» **MATERIAL PROVIDED**
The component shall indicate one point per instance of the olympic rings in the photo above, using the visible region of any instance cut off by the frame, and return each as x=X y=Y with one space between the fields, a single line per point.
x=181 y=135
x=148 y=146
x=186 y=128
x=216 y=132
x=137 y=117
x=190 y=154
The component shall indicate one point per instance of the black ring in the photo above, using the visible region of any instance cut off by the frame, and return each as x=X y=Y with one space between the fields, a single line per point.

---

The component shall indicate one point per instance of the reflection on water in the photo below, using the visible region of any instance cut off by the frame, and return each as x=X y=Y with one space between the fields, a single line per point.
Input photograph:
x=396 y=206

» **WRITTEN TASK**
Pull out the records from the line containing "of the olympic" down to the line containing "The component shall indicate one point per instance of the black", both ends included, and copy them word for word.

» **RESULT FOR THIS EXERCISE**
The component shall indicate one point per instance of the olympic rings in the photo above, using the visible region of any instance cut off by the frame, and return each as x=X y=Y with one space between the fields, a single line per point.
x=181 y=135
x=148 y=146
x=186 y=128
x=216 y=132
x=137 y=117
x=190 y=154
The component shall indicate one point per instance of the black ring in the photo above, using the visible region of any instance cut off by the frame, and return each as x=X y=Y with one space between the fields, a single line per point.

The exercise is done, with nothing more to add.